• **TASK ITEM**
Search the data for the word "curved" and copy out every line that has it.

Referring expression pointing data

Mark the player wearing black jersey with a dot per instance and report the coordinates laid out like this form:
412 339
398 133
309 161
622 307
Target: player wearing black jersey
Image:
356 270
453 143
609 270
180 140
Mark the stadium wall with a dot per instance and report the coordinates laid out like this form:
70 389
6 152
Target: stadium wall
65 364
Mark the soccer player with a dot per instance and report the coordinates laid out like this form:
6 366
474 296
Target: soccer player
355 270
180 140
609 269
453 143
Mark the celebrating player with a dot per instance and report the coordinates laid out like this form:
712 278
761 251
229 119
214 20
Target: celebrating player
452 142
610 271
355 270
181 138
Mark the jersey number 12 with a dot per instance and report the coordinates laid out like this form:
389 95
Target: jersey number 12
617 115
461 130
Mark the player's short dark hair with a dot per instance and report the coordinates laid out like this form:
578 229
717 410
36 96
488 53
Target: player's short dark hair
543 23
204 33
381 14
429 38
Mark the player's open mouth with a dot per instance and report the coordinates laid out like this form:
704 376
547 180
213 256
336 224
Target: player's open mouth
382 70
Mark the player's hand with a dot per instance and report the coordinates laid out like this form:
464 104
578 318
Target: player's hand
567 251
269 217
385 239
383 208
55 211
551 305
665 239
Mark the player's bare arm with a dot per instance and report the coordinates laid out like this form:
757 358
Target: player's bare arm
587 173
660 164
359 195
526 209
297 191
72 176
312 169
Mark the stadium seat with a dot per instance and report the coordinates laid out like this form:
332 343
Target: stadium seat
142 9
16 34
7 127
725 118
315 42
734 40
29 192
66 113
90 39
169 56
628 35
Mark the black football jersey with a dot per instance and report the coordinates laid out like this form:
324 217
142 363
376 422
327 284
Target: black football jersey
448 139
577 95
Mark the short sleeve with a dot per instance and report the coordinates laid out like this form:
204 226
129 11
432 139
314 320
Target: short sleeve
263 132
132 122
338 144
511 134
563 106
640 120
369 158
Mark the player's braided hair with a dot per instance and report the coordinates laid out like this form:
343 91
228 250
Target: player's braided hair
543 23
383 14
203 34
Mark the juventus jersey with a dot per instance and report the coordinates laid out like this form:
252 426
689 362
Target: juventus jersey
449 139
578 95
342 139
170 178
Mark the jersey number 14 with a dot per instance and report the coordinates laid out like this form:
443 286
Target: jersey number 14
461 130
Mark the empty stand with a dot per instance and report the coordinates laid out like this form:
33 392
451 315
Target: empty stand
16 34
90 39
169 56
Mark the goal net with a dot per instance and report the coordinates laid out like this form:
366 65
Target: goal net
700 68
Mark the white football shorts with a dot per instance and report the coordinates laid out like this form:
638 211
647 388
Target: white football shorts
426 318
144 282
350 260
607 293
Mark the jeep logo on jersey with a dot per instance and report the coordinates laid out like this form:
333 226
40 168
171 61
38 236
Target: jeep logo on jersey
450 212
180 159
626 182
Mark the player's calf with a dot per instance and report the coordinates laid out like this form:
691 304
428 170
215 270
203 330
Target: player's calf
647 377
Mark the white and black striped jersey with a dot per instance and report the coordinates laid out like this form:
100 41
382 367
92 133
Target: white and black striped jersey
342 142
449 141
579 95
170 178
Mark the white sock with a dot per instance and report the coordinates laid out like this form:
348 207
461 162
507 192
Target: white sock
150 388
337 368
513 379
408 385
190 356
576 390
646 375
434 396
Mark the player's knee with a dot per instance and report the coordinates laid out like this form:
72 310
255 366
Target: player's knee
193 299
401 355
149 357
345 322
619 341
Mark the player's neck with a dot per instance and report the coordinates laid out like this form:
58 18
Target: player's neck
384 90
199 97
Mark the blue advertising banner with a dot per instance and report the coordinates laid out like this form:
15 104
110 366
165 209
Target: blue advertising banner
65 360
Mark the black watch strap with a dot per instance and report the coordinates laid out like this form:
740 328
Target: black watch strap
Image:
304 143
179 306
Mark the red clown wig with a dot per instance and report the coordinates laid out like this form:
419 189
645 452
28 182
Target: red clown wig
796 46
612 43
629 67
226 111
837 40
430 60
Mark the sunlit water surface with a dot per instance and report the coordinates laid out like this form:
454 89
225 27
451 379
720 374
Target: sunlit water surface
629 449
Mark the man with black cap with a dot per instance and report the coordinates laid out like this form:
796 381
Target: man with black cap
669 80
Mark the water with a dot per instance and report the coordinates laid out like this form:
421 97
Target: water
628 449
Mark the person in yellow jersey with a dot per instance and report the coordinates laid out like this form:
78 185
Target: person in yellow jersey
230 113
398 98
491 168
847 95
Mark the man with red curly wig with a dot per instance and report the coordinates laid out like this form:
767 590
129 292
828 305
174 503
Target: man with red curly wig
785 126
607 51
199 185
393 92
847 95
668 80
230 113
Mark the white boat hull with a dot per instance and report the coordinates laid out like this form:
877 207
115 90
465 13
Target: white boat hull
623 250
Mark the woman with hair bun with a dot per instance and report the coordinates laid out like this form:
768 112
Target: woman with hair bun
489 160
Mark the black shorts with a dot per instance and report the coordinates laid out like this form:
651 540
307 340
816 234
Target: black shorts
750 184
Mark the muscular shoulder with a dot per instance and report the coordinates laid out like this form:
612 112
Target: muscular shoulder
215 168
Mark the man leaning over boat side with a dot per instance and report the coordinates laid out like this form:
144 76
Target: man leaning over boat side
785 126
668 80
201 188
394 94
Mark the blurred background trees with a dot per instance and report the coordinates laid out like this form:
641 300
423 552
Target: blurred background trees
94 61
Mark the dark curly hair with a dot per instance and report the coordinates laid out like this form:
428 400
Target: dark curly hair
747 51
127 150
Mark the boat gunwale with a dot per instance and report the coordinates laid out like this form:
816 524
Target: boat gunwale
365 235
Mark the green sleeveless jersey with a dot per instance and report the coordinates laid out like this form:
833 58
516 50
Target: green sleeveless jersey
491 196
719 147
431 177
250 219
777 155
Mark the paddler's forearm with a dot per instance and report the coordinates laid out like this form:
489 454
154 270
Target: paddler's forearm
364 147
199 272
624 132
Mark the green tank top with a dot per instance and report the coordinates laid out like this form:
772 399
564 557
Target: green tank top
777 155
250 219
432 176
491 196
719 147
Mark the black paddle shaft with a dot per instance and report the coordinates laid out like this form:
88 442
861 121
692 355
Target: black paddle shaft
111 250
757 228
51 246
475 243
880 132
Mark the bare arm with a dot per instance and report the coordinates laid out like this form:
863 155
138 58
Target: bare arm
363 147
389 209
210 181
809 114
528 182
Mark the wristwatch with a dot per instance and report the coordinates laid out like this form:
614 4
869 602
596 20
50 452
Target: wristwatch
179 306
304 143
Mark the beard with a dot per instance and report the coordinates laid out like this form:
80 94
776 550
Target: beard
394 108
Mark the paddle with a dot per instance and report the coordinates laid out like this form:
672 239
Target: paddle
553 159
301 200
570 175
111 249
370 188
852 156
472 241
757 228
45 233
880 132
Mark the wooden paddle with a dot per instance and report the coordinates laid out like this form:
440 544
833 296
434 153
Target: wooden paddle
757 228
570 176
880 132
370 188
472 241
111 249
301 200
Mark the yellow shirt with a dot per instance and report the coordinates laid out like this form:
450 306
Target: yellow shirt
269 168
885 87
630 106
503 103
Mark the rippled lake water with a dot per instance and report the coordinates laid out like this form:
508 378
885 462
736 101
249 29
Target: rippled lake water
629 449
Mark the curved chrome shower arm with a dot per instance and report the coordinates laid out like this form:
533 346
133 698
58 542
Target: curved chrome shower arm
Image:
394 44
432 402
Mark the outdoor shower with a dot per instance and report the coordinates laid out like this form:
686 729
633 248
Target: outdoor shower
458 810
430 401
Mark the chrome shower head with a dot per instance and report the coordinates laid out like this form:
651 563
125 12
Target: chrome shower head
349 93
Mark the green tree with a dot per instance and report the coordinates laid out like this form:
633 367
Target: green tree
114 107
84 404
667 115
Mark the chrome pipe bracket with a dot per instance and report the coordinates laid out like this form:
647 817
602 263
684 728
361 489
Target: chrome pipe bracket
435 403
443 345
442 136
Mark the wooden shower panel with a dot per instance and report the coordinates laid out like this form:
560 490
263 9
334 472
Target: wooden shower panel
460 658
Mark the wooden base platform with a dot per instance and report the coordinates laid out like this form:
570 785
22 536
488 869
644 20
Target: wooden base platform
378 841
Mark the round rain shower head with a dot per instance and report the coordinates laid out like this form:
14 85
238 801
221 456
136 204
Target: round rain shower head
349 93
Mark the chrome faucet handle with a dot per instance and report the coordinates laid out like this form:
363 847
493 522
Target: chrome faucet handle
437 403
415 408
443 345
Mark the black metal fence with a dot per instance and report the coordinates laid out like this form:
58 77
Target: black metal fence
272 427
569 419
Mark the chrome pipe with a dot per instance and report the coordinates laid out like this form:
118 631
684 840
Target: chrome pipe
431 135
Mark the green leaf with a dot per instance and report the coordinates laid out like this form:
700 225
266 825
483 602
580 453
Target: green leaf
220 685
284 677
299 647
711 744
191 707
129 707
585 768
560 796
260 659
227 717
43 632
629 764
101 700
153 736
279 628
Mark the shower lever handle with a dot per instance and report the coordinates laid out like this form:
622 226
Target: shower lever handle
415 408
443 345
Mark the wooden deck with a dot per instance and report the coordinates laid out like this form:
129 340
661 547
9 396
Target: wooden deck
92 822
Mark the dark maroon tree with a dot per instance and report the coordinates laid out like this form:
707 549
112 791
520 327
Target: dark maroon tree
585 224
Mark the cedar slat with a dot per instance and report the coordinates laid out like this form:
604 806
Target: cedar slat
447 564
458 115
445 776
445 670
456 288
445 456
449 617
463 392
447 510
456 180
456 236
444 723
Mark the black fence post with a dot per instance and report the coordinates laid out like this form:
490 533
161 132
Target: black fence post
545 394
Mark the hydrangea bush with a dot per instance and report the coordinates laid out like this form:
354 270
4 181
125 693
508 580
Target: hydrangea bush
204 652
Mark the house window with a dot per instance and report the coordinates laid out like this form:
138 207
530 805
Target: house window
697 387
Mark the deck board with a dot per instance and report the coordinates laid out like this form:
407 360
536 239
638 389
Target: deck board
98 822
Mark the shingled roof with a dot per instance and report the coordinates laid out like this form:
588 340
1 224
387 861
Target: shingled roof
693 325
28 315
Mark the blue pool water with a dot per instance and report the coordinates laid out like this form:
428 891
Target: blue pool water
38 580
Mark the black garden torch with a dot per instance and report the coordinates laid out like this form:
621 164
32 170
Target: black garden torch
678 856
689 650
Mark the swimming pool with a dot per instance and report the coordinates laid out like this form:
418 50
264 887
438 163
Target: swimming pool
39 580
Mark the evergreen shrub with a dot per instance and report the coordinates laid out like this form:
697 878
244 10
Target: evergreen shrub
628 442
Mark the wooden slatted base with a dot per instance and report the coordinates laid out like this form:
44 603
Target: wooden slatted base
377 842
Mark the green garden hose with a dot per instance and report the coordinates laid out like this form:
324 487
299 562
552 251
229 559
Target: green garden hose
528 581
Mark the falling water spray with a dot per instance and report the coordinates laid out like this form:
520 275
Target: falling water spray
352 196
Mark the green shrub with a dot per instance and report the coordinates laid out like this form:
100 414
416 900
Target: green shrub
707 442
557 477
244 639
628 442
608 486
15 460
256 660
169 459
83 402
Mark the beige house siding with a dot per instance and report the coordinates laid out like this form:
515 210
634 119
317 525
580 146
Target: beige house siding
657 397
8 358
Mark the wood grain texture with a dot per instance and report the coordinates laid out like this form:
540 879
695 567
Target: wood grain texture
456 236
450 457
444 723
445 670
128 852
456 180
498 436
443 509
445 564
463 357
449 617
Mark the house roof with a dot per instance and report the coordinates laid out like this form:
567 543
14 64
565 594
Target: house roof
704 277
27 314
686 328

• **RESULT**
Mark the curved chrome shower arm with a dot per instance and report the coordinates laid out like this form:
Target: curved chrome shower arm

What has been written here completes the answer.